## BEGIN Dataset records
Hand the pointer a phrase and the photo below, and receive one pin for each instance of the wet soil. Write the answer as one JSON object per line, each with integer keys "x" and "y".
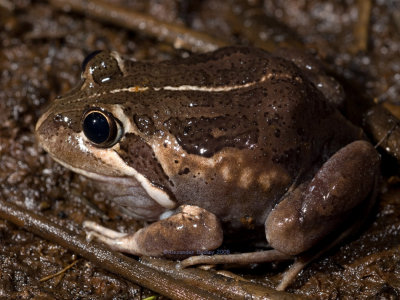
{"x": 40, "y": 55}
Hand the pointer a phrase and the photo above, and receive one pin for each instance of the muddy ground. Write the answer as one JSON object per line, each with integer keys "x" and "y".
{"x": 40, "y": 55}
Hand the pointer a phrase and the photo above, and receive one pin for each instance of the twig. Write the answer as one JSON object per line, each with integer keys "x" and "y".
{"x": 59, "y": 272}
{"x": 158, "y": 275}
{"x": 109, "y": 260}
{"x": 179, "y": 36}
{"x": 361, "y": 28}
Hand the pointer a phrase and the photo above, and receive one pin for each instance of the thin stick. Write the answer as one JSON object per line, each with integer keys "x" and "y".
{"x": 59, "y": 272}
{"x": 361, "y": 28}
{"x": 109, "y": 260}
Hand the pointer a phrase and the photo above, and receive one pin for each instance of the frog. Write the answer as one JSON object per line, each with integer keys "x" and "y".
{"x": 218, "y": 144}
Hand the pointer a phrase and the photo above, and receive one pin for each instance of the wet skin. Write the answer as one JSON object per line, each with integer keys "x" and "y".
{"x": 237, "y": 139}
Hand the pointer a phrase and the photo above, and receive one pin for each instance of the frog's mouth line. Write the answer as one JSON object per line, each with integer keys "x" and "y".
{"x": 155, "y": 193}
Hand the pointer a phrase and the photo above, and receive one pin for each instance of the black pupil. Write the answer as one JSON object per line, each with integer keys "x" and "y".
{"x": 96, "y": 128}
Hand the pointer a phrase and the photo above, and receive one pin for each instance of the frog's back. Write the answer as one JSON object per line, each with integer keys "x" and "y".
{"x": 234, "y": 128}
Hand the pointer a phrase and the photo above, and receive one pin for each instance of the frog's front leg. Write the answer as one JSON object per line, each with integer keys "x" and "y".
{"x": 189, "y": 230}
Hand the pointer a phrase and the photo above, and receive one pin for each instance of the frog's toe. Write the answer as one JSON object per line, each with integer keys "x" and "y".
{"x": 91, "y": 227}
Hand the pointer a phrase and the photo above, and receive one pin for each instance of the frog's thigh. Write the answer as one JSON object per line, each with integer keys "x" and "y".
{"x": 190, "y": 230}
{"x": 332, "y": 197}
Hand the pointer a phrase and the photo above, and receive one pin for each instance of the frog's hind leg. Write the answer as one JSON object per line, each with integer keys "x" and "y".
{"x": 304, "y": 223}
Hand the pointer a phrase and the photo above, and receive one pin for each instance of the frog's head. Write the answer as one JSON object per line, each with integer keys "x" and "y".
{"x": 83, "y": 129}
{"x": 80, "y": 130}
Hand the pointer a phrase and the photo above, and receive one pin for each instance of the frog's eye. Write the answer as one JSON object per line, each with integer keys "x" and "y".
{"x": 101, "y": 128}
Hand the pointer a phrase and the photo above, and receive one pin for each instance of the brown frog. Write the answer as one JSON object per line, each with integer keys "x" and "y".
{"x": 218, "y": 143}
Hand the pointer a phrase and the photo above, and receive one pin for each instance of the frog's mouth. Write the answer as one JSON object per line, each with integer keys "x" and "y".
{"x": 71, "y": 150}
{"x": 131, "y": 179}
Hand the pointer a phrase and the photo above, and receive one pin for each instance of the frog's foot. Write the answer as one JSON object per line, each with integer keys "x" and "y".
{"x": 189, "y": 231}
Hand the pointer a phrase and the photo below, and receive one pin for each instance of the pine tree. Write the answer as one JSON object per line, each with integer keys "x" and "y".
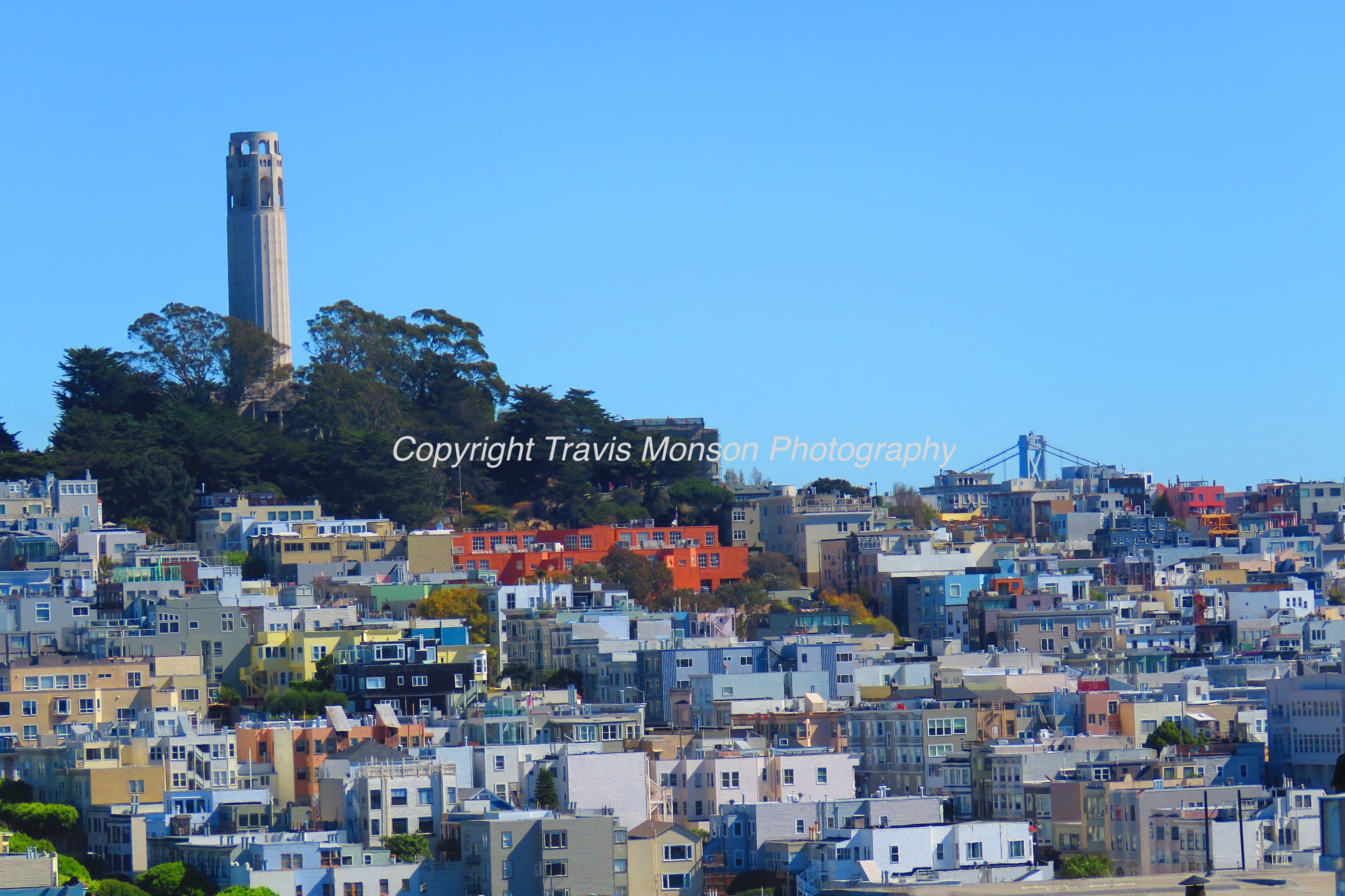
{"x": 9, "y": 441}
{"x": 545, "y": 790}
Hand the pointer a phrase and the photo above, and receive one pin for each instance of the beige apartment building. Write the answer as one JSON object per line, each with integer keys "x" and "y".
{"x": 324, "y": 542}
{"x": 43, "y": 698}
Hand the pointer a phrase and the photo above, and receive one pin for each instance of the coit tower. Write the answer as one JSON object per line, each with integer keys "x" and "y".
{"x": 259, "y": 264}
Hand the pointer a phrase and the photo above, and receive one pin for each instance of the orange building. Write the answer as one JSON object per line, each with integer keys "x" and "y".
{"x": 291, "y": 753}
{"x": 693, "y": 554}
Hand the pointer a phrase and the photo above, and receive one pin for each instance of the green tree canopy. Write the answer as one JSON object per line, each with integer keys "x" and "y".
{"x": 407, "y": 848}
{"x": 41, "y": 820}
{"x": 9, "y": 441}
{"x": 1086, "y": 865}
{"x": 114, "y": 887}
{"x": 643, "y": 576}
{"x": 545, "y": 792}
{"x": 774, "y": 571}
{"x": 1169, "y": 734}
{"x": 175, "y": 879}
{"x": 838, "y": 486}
## END Dataset records
## BEGIN Dataset records
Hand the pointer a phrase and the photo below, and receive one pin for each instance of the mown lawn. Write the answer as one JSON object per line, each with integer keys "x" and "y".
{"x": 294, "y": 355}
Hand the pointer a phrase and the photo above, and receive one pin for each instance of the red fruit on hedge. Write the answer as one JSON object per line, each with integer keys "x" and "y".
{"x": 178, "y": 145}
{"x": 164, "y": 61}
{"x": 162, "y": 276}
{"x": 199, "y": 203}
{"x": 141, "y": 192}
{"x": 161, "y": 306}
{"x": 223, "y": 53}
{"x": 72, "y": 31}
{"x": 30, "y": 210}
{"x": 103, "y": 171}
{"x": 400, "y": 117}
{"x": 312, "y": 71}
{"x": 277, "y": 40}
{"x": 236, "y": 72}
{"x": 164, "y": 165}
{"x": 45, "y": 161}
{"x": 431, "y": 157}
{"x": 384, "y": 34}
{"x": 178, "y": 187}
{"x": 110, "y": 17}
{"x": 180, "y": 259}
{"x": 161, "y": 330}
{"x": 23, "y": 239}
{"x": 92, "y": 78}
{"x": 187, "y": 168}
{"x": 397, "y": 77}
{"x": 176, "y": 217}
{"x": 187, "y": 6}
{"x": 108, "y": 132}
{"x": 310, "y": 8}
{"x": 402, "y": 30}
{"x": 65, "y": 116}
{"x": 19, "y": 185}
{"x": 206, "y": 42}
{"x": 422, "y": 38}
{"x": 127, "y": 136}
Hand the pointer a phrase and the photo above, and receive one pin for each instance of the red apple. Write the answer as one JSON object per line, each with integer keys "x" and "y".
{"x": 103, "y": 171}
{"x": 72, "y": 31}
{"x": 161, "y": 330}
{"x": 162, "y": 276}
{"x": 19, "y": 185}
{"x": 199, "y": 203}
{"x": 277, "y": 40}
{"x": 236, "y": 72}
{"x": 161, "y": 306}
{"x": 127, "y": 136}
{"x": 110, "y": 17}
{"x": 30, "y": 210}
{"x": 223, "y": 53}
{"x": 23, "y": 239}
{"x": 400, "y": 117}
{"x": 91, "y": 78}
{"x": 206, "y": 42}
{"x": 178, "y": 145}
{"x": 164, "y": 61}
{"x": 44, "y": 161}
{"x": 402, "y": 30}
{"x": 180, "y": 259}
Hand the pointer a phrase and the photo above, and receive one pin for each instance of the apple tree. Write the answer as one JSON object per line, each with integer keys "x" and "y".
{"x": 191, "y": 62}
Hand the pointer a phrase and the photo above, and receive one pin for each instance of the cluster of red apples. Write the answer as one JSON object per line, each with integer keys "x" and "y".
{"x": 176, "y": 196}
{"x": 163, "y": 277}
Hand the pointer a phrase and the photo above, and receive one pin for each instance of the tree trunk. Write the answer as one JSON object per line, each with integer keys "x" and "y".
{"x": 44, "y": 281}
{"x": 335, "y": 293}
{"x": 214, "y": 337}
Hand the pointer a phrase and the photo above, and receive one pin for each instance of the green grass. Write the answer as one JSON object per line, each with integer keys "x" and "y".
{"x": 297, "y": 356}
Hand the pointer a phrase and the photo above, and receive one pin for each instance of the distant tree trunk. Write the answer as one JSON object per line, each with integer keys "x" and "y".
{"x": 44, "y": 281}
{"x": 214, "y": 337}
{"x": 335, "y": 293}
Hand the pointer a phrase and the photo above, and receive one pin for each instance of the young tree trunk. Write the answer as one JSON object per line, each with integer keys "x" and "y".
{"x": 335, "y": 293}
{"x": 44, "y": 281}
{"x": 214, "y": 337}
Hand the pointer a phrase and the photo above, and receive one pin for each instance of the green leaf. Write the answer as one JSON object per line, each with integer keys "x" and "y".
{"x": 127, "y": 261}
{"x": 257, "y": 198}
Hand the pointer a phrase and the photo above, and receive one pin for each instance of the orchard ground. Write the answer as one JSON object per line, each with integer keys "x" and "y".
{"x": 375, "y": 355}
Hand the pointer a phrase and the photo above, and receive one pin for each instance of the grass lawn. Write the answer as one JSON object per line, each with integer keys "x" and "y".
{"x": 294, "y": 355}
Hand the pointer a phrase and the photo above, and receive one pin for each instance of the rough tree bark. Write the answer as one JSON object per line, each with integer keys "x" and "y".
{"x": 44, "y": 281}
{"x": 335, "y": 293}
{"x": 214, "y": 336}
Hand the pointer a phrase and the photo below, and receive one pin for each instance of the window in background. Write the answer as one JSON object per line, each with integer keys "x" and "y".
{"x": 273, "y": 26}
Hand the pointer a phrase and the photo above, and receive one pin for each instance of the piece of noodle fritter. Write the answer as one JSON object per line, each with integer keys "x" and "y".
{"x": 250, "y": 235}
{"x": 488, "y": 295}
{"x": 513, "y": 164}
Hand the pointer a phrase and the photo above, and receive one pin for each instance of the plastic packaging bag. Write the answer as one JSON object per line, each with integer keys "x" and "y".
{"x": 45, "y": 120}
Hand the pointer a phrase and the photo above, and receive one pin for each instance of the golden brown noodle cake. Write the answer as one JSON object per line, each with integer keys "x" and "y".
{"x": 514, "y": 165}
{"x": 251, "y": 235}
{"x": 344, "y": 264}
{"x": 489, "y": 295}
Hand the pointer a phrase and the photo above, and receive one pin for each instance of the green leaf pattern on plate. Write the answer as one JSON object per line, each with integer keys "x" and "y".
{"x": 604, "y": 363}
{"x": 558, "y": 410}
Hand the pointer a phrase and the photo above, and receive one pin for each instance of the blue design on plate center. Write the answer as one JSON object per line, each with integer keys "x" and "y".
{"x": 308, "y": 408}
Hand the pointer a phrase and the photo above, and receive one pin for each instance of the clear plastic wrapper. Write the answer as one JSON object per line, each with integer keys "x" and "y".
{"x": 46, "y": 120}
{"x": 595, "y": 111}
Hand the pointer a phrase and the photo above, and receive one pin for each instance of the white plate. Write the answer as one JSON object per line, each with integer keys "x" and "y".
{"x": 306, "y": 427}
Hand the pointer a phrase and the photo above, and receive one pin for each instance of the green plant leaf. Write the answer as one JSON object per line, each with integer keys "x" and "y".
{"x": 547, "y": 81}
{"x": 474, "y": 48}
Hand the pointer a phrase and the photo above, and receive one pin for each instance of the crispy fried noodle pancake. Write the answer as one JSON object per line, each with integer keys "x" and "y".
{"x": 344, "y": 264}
## END Dataset records
## BEGIN Dataset records
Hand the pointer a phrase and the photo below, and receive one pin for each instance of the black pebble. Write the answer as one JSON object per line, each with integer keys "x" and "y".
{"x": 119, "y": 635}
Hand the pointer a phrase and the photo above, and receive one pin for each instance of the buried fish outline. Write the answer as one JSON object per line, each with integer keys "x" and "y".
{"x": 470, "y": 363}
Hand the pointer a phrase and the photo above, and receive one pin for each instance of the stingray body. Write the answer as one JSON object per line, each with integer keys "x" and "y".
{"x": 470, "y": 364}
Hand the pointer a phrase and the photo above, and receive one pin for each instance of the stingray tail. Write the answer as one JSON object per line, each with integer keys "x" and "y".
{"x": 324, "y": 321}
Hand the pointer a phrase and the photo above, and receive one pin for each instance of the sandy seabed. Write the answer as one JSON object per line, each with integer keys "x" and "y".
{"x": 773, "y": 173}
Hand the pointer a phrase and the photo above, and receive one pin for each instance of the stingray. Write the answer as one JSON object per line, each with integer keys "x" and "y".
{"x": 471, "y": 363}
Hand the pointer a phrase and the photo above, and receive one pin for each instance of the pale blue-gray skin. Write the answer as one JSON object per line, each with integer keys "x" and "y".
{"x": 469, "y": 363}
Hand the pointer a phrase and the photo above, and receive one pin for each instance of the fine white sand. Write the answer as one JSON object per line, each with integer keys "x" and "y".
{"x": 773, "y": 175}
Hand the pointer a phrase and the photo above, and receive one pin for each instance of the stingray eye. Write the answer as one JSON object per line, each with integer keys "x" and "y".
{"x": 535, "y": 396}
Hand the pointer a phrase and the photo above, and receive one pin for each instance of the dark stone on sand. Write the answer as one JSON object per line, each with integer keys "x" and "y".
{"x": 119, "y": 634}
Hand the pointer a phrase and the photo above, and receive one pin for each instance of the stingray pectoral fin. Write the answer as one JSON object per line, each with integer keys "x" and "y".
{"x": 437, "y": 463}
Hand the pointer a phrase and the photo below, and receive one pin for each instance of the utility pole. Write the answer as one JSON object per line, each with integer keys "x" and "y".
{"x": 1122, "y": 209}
## END Dataset records
— The exercise —
Count the lines in the records above that contain the string "background", treating uppercase and lowercase as different. Give only the number.

— Exercise result —
1